▶ _Aim of the exercise_
Once the pictures are removed, reproduce what is left of the data below exactly.

▶ _Dataset excerpts_
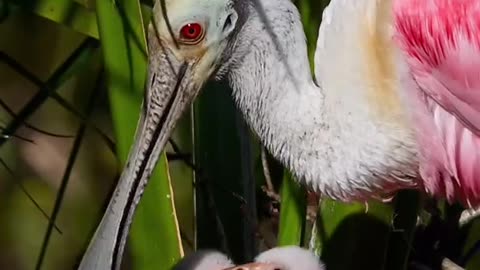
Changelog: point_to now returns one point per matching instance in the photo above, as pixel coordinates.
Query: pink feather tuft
(441, 42)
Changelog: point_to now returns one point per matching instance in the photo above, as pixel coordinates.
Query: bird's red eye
(191, 33)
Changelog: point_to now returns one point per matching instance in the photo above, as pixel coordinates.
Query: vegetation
(72, 75)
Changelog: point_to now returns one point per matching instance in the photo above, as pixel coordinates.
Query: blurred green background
(66, 68)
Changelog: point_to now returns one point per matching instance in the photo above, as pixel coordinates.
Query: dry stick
(447, 264)
(468, 215)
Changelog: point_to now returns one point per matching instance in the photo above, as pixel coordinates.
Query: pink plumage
(441, 42)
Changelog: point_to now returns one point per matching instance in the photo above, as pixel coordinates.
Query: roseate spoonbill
(204, 260)
(279, 258)
(350, 134)
(284, 258)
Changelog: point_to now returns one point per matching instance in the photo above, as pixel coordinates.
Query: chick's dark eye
(191, 33)
(228, 22)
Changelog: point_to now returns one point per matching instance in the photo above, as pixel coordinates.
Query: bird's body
(355, 132)
(278, 258)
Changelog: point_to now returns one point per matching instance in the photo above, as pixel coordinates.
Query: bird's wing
(441, 39)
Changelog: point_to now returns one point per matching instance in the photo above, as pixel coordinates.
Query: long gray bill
(169, 93)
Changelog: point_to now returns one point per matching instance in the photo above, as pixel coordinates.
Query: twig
(269, 189)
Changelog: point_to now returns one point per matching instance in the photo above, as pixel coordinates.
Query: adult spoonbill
(279, 258)
(395, 96)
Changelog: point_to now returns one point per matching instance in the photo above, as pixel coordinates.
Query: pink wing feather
(441, 42)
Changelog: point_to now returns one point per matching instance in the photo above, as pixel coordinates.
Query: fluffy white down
(330, 136)
(291, 258)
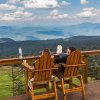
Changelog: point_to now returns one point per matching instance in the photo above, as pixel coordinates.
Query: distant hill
(37, 33)
(3, 40)
(34, 47)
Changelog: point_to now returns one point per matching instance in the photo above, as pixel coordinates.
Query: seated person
(62, 58)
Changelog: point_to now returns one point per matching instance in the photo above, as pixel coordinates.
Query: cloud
(16, 16)
(13, 1)
(86, 14)
(40, 3)
(54, 14)
(88, 9)
(64, 3)
(83, 2)
(7, 7)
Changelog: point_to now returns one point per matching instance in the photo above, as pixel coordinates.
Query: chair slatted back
(43, 68)
(73, 64)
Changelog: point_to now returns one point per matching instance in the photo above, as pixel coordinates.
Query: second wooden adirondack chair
(72, 66)
(42, 71)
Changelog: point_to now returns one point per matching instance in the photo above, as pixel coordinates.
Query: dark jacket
(61, 59)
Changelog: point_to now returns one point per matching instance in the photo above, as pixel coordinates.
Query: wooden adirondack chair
(43, 71)
(72, 66)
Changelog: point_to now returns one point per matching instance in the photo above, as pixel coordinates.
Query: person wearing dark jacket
(62, 58)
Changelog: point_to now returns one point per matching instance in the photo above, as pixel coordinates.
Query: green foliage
(5, 82)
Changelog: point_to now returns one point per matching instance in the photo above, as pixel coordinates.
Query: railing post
(85, 72)
(26, 76)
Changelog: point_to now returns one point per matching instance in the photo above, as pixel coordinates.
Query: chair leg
(82, 84)
(55, 89)
(62, 84)
(32, 93)
(70, 81)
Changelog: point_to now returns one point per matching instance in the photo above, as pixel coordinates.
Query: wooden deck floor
(92, 93)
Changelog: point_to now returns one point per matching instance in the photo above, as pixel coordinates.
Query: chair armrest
(25, 64)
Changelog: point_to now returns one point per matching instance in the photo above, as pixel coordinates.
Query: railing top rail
(30, 58)
(91, 52)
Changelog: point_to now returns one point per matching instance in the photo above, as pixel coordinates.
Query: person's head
(70, 50)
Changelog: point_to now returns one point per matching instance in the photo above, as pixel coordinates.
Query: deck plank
(92, 93)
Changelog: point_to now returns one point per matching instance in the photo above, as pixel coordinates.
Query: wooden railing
(32, 58)
(12, 61)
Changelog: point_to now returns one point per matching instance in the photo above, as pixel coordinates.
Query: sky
(48, 12)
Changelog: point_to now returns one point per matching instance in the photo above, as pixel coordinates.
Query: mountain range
(9, 48)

▶ _Solution to the problem_
Changelog: point_to now returns one point per matching instance in the photo above, as pixel coordinates.
Query: pink feather tuft
(441, 42)
Changelog: point_to now returns one point per matching instance in the photo above, as pixel coordinates.
Query: bird's red eye
(191, 33)
Changelog: point_to now returns one point per matching instance in the photo above, as pixel coordinates.
Query: vegetation
(72, 75)
Changelog: point_to now returns one point per matching instance in the photo above, as pixel coordinates.
Query: blurred green background
(66, 68)
Changelog: point_to now returns one point per matching instance in the photo above, as pixel coordinates.
Query: dry stick
(447, 264)
(468, 215)
Changelog: point_to now returns one point per matching instance in the photo above, as pixel coordinates.
Query: pink plumage
(441, 42)
Changelog: point_to now returns one point per matching instance in the photo above, as pixel coordinates.
Query: roseate spoonbill
(204, 260)
(279, 258)
(350, 134)
(284, 258)
Changelog: point_to now returns one point per matching instance in the photo above, as pixel coordinates.
Query: chick's dark eye
(191, 33)
(228, 22)
Changelog: point_to now returns one point per matching instance in the photo above, as pixel coordinates.
Query: bird's body
(355, 132)
(278, 258)
Changelog: point_to now returns one point per matching instance in the photo above, as pixel coordinates.
Query: bird's wing
(441, 39)
Changelog: point_to now returns one point per matching instance in the photo above, as pixel coordinates.
Query: long gray bill
(169, 93)
Changelog: point_to now returns one point per matching instance in the photo above, as pixel coordinates.
Query: twig
(269, 189)
Changelog: point_to now returns one point per matching instance in the photo above, as pixel coordinates.
Query: adult spoonbill
(279, 258)
(395, 96)
Changelog: point_to now returns one point per matching instance in the photo above, as pixel coordinates.
Query: pink wing feather
(441, 42)
Changelog: point_to now returns one point per matching instance in the photo above, as pixel coordinates.
Query: fluffy white down
(330, 136)
(291, 258)
Changelog: point_to now returns one point per matching instance in the photo above, as pixel coordinates.
Query: distant hill
(37, 33)
(3, 40)
(34, 47)
Changelog: point_to now returns one point per matching instance in the photo above, as pixel coordinates.
Query: seated person
(62, 58)
Changelog: point_to now returns one point per matching instance in the photo above, as pixel coordinates.
Query: cloud
(16, 16)
(13, 1)
(86, 14)
(40, 3)
(54, 14)
(88, 9)
(64, 3)
(83, 2)
(7, 7)
Changelog: point_to now returns one point per matching instance in the photo above, as pixel coordinates.
Query: chair slatted back
(43, 68)
(73, 64)
Changelog: point_to now returns one point per matching instance in the photo above, as pixel coordinates.
Query: second wooden adirondack chair
(72, 66)
(42, 71)
Changelog: point_to now returns one point per matching instance in the photo above, as pixel coordinates.
Query: dark jacket
(61, 59)
Changelog: point_to now returns one point per matching instance in the photo above, as pixel coordinates.
Query: wooden adirondack chair
(43, 71)
(72, 66)
Changelog: point_to now returns one point per matching instance in the photo above, as pixel coordinates.
Query: person wearing dark jacket
(62, 58)
Changelog: point_to now returns one point per matching instance in the photo above, as pixel coordinates.
Query: green foliage
(5, 82)
Changelog: point_to now returns one point per matching instance in the photo above, as pixel coordinates.
Query: railing post
(85, 72)
(26, 76)
Changelog: point_to now returns one point per matching instance in the photo above, as pixel coordinates.
Query: chair leg
(82, 84)
(55, 89)
(62, 84)
(32, 93)
(70, 81)
Changelog: point_to now returns one point per matching instance in the photo above, as pixel coordinates.
Query: wooden deck floor
(92, 93)
Changelog: point_to now returns one point per matching instance in the photo above, as pixel coordinates.
Query: chair armrest
(25, 64)
Changelog: point_to now returns one point per matching instance in the photo above, as pixel coordinates.
Query: railing top rail
(30, 58)
(91, 52)
Changelog: point_to now returns one point per matching instance in the photo above, as pixel coordinates.
Query: person's head
(70, 50)
Changelog: point_to now returns one point per matching instance in the photo above, as pixel coordinates.
Query: deck plank
(92, 93)
Changelog: point_to now returns one point per matching instance in the photo above, as pixel coordinates.
Query: wooden railing
(32, 58)
(12, 61)
Changelog: point_to now returns one point per matching instance in the photo above, as pixel coordinates.
Query: sky
(48, 12)
Changelog: point_to now returns one point per matching instance in the photo above, as pixel coordinates.
Query: mountain range
(9, 48)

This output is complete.